--- Record excerpts ---
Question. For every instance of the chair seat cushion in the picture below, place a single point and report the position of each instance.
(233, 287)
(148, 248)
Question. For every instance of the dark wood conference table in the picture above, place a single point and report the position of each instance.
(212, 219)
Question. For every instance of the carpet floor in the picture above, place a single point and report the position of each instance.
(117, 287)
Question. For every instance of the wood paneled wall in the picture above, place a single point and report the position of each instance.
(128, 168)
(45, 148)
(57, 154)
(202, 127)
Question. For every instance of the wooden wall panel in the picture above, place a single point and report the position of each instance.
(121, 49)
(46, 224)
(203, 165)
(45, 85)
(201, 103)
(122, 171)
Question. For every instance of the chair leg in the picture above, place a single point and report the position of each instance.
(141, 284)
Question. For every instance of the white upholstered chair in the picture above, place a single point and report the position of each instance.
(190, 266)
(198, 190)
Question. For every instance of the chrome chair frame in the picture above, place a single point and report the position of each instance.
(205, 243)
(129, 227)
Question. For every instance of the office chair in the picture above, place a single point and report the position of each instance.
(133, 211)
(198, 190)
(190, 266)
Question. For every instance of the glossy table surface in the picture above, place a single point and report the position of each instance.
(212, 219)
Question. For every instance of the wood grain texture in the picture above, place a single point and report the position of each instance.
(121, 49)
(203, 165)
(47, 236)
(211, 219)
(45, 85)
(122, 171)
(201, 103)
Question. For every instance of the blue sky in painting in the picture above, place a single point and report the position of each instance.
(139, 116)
---
* _Work instructions_:
The full listing above needs to be output exactly.

* _Exercise response_:
Question. For every instance of the chair seat cushion in the picture below, place a single point and report the position of each instance.
(233, 287)
(148, 248)
Question. For every instance of the dark wood conference table in the picture above, place a single point and report the position of each instance.
(212, 219)
Question. For every instance of the carpet floor in the picture above, place a single point and report the position of each instance.
(117, 287)
Question. For every instance of the wood paneled wall in the picture above, place a single point and report the position of each instance.
(128, 168)
(45, 148)
(57, 154)
(202, 127)
Question. For every instance of the wooden wall panel in the picture above, place a single point and report the position of each instance.
(121, 49)
(46, 224)
(203, 165)
(45, 85)
(201, 103)
(122, 171)
Question. For every instance of the chair leg in the picture above, place a single point and report the position of each instance.
(141, 284)
Question. For every instance of the white upholstered chair in the picture above, place a single point and report the position of each instance.
(190, 266)
(198, 190)
Question. For every instance of the chrome chair frame in the picture above, place a single point and report the position of each instance.
(205, 243)
(129, 227)
Question. For every instance of the office chair in the picture above, place a single point and report the position of each instance.
(133, 211)
(198, 190)
(190, 266)
Question. For every instance of the glossy table surface in the picture above, place a single point and report the position of each instance.
(212, 219)
Question. For every instance of the wood grain texture in the picture above, place a single point and report the position of each instance.
(121, 49)
(203, 165)
(47, 236)
(211, 219)
(45, 85)
(122, 171)
(201, 103)
Question. For every instance of the blue sky in painting in the picture above, place a single point and report the position of each instance.
(139, 116)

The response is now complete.